### Data shown

========

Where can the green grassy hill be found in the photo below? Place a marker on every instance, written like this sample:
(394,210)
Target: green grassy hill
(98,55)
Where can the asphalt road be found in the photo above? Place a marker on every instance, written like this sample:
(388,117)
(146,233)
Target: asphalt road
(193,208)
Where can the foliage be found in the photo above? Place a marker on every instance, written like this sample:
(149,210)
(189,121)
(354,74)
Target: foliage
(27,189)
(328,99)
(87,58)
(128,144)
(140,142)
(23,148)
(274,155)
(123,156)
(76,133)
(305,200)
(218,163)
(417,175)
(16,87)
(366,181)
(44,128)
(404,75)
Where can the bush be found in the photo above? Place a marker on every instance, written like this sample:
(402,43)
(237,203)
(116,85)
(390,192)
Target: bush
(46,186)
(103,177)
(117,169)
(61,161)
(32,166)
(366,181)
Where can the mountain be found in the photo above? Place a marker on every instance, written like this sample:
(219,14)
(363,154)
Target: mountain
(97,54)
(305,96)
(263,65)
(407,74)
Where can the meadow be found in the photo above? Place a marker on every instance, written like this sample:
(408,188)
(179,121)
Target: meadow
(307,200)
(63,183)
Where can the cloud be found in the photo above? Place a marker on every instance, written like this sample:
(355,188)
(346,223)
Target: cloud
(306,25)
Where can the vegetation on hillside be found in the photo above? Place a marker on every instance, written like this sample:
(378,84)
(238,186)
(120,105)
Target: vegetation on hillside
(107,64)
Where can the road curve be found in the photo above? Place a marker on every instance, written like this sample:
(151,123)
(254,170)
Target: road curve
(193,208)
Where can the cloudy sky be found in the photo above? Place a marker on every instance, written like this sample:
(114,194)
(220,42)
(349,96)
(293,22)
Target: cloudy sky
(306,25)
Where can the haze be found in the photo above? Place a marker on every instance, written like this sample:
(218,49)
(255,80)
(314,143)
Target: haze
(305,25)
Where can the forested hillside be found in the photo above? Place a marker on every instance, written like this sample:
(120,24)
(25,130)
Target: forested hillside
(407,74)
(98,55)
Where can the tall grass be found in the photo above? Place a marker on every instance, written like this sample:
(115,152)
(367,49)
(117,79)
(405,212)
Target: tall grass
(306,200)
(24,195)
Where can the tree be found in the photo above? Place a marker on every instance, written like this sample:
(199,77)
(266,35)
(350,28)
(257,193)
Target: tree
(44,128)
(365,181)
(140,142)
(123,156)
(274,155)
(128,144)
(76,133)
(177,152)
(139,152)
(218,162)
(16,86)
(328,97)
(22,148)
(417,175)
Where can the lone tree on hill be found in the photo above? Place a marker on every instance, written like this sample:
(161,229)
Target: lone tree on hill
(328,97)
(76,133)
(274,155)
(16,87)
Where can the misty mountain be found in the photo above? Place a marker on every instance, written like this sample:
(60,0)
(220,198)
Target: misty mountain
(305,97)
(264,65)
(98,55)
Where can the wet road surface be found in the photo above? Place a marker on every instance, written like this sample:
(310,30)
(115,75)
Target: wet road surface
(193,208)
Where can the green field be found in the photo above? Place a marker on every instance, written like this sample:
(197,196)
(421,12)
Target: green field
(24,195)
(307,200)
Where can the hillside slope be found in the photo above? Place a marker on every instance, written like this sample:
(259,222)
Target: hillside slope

========

### Prompt
Which lines in the data above hold the string "slope"? Show each one.

### Output of the task
Where can the hillside slope be found in the photo above? Place a marker on every instance, written like this sample:
Target: hillside slope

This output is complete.